### TRY IT
Write out every record below exactly as given. Leave the pictures out.

### EXCERPTED RECORDS
****************

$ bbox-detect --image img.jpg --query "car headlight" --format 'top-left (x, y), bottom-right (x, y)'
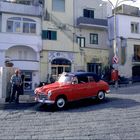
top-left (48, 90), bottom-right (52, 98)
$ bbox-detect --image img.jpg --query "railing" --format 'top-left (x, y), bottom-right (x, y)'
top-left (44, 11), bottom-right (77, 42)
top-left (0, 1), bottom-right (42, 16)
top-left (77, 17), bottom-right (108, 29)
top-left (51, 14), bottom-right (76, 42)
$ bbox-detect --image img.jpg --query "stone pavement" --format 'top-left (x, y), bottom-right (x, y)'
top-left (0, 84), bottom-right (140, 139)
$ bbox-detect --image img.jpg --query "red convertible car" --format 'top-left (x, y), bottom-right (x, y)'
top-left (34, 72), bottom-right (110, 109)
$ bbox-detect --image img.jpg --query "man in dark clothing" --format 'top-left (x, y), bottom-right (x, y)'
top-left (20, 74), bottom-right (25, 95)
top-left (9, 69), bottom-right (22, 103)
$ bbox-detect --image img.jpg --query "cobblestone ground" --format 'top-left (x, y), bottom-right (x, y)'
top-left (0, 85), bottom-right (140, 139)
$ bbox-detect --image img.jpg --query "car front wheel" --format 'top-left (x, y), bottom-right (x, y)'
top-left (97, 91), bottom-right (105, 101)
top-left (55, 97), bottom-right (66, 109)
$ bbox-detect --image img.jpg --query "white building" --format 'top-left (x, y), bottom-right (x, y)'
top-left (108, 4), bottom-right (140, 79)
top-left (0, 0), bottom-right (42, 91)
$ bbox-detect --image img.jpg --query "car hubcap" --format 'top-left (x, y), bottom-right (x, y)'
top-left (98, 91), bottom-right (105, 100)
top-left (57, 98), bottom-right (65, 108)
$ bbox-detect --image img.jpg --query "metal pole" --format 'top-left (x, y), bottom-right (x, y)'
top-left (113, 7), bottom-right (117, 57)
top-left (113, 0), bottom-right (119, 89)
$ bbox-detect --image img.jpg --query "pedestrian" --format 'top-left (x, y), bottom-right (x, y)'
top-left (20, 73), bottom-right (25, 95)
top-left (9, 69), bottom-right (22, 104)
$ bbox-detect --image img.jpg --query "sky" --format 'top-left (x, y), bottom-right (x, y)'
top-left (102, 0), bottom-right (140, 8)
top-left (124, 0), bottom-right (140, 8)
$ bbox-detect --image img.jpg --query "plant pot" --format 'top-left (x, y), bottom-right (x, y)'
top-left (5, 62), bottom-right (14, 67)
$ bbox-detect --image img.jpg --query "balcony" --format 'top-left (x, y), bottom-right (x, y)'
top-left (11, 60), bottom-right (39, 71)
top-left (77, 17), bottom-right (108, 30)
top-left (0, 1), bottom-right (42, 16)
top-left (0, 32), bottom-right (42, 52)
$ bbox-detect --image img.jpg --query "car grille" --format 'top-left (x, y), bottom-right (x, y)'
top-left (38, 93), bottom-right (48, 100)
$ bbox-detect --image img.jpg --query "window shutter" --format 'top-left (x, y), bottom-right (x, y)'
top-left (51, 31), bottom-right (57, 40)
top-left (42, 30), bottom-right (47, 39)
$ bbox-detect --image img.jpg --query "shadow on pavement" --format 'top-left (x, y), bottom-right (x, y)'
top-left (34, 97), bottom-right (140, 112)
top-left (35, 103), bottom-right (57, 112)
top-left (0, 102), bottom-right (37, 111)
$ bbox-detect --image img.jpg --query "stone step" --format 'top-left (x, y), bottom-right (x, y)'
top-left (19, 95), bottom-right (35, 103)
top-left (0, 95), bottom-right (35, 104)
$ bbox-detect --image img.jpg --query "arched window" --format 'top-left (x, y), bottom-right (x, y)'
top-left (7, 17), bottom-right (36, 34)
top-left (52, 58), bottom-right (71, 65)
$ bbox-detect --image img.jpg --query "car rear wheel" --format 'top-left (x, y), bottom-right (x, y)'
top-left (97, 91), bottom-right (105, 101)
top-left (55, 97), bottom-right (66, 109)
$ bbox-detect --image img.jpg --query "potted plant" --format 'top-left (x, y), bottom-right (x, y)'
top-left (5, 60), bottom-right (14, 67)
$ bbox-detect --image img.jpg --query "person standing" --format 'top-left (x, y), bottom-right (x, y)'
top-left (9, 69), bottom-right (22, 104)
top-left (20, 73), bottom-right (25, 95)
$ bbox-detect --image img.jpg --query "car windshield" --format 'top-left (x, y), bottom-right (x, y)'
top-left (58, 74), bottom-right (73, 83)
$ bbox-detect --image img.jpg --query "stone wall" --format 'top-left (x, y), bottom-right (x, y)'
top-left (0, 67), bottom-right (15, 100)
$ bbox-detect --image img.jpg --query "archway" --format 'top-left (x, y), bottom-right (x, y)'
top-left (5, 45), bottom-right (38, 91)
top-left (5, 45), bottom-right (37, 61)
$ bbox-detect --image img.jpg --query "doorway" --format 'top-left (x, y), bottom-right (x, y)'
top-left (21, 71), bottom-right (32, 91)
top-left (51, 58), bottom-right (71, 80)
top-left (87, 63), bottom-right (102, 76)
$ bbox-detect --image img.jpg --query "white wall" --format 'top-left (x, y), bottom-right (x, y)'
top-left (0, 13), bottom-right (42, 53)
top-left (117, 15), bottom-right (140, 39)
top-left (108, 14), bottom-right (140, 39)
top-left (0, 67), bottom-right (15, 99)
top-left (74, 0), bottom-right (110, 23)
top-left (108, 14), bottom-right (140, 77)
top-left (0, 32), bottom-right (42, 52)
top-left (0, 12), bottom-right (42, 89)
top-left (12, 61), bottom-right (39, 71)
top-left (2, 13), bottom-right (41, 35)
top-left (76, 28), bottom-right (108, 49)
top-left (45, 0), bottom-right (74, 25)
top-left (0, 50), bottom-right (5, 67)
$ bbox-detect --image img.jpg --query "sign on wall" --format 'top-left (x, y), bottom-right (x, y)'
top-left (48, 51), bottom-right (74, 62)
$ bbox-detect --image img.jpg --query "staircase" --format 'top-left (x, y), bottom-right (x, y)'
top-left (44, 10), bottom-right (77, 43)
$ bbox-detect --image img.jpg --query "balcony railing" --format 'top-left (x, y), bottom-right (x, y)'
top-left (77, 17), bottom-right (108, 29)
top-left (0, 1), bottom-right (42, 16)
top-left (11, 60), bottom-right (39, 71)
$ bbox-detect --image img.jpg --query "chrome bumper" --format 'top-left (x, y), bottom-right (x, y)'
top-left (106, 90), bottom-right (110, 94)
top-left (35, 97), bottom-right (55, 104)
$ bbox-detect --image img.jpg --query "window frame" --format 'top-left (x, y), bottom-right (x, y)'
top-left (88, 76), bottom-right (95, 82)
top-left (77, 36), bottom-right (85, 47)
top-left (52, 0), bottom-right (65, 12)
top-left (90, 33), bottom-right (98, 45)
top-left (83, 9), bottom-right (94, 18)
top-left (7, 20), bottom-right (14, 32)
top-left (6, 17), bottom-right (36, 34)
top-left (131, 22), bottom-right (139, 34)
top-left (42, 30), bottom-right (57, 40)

****************

### REPLY
$ bbox-detect --image img.jpg --query "car headlight" --format 'top-left (x, y), bottom-right (x, y)'
top-left (48, 90), bottom-right (52, 98)
$ bbox-detect --image img.jpg --query "railing" --format 'top-left (x, y), bottom-right (x, y)'
top-left (44, 11), bottom-right (77, 42)
top-left (0, 1), bottom-right (42, 16)
top-left (77, 17), bottom-right (108, 29)
top-left (51, 14), bottom-right (76, 42)
$ bbox-detect --image img.jpg --query "stone pavement" --format 'top-left (x, y), bottom-right (x, y)'
top-left (0, 84), bottom-right (140, 139)
$ bbox-detect --image img.jpg --query "red convertible car" --format 'top-left (x, y), bottom-right (x, y)'
top-left (34, 72), bottom-right (110, 109)
$ bbox-detect --image img.jpg --query "man in dark clothing" --format 'top-left (x, y), bottom-right (x, y)'
top-left (20, 74), bottom-right (25, 95)
top-left (9, 69), bottom-right (22, 103)
$ bbox-detect --image img.jpg --query "cobblestone ground" --format 'top-left (x, y), bottom-right (x, y)'
top-left (0, 85), bottom-right (140, 139)
$ bbox-detect --image img.jpg --query "car front wheel" --format 'top-left (x, y), bottom-right (x, y)'
top-left (97, 91), bottom-right (105, 101)
top-left (55, 97), bottom-right (66, 109)
$ bbox-detect --image img.jpg --query "white building" --format 'top-left (x, y), bottom-right (x, y)'
top-left (108, 4), bottom-right (140, 79)
top-left (0, 0), bottom-right (42, 91)
$ bbox-detect --image img.jpg --query "car hubcap" --format 'top-left (x, y), bottom-right (x, y)'
top-left (98, 91), bottom-right (105, 100)
top-left (57, 98), bottom-right (65, 108)
$ bbox-detect --image img.jpg --query "metal pole" --format 'top-left (x, y), bottom-right (x, y)'
top-left (113, 7), bottom-right (117, 57)
top-left (113, 0), bottom-right (119, 89)
$ bbox-detect --image img.jpg --query "pedestrian" --format 'top-left (x, y), bottom-right (x, y)'
top-left (20, 73), bottom-right (25, 95)
top-left (9, 69), bottom-right (22, 104)
$ bbox-detect --image img.jpg --query "sky" --format 'top-left (x, y), bottom-right (x, y)'
top-left (102, 0), bottom-right (140, 8)
top-left (124, 0), bottom-right (140, 8)
$ bbox-detect --image img.jpg --query "plant pot" --format 'top-left (x, y), bottom-right (x, y)'
top-left (5, 62), bottom-right (14, 67)
$ bbox-detect --image img.jpg --query "balcony" --format 'top-left (x, y), bottom-right (x, y)'
top-left (11, 60), bottom-right (39, 71)
top-left (77, 17), bottom-right (108, 30)
top-left (0, 1), bottom-right (42, 16)
top-left (0, 32), bottom-right (42, 52)
$ bbox-detect --image img.jpg --query "car grille" --format 'top-left (x, y), bottom-right (x, y)'
top-left (38, 93), bottom-right (48, 100)
$ bbox-detect --image img.jpg --query "window shutter" --format 'top-left (x, y), bottom-right (x, y)'
top-left (51, 31), bottom-right (57, 40)
top-left (42, 30), bottom-right (47, 39)
$ bbox-detect --image img.jpg --query "shadow on pavement" --format 'top-left (x, y), bottom-right (x, y)'
top-left (34, 97), bottom-right (140, 112)
top-left (35, 103), bottom-right (57, 112)
top-left (0, 102), bottom-right (37, 111)
$ bbox-detect --image img.jpg --query "stone step" --format 'top-left (x, y), bottom-right (x, y)'
top-left (19, 95), bottom-right (35, 103)
top-left (0, 95), bottom-right (35, 104)
$ bbox-detect --image img.jpg --query "arched window" --format 'top-left (x, y), bottom-right (x, y)'
top-left (7, 17), bottom-right (36, 34)
top-left (52, 58), bottom-right (71, 65)
$ bbox-detect --image img.jpg --query "car rear wheel" --format 'top-left (x, y), bottom-right (x, y)'
top-left (97, 91), bottom-right (105, 101)
top-left (55, 97), bottom-right (66, 109)
$ bbox-detect --image img.jpg --query "potted plant" --format 'top-left (x, y), bottom-right (x, y)'
top-left (5, 60), bottom-right (14, 67)
$ bbox-detect --image img.jpg --query "person standing" --format 'top-left (x, y), bottom-right (x, y)'
top-left (9, 69), bottom-right (22, 104)
top-left (20, 73), bottom-right (25, 95)
$ bbox-detect --image img.jpg --query "car windshield" --format 'top-left (x, y), bottom-right (x, y)'
top-left (58, 74), bottom-right (73, 83)
$ bbox-detect --image img.jpg --query "stone wall" --format 'top-left (x, y), bottom-right (x, y)'
top-left (0, 67), bottom-right (15, 100)
$ bbox-detect --image img.jpg --query "archway" --format 'top-left (x, y), bottom-right (x, y)'
top-left (5, 45), bottom-right (38, 91)
top-left (5, 45), bottom-right (37, 61)
$ bbox-detect --image img.jpg --query "doorway" --format 'top-left (x, y), bottom-right (x, y)'
top-left (21, 71), bottom-right (32, 91)
top-left (51, 58), bottom-right (71, 80)
top-left (87, 63), bottom-right (102, 76)
$ bbox-detect --image img.jpg --query "white wall" --format 'top-left (x, y), bottom-right (x, y)'
top-left (0, 13), bottom-right (42, 53)
top-left (117, 15), bottom-right (140, 39)
top-left (108, 14), bottom-right (140, 39)
top-left (0, 67), bottom-right (15, 99)
top-left (74, 0), bottom-right (110, 23)
top-left (108, 14), bottom-right (140, 77)
top-left (0, 32), bottom-right (42, 52)
top-left (0, 12), bottom-right (42, 89)
top-left (12, 61), bottom-right (39, 71)
top-left (2, 13), bottom-right (41, 35)
top-left (76, 28), bottom-right (108, 49)
top-left (45, 0), bottom-right (74, 25)
top-left (0, 50), bottom-right (5, 67)
$ bbox-detect --image img.jpg --query "sign on wall" --format 'top-left (x, y), bottom-right (x, y)'
top-left (48, 51), bottom-right (74, 62)
$ bbox-detect --image img.jpg --query "staircase" --format 'top-left (x, y), bottom-right (x, y)'
top-left (44, 10), bottom-right (77, 43)
$ bbox-detect --image img.jpg --query "balcony railing" --format 'top-left (x, y), bottom-right (x, y)'
top-left (77, 17), bottom-right (108, 29)
top-left (0, 1), bottom-right (42, 16)
top-left (11, 60), bottom-right (39, 71)
$ bbox-detect --image img.jpg --query "chrome bumper" --format 'top-left (x, y), bottom-right (x, y)'
top-left (106, 90), bottom-right (110, 94)
top-left (35, 97), bottom-right (55, 104)
$ bbox-detect --image img.jpg --query "window frame" --format 'top-left (x, y), bottom-right (x, y)'
top-left (88, 76), bottom-right (95, 82)
top-left (77, 36), bottom-right (85, 47)
top-left (52, 0), bottom-right (65, 12)
top-left (90, 33), bottom-right (98, 45)
top-left (83, 9), bottom-right (94, 18)
top-left (7, 20), bottom-right (14, 32)
top-left (6, 17), bottom-right (36, 34)
top-left (131, 22), bottom-right (139, 34)
top-left (42, 30), bottom-right (57, 40)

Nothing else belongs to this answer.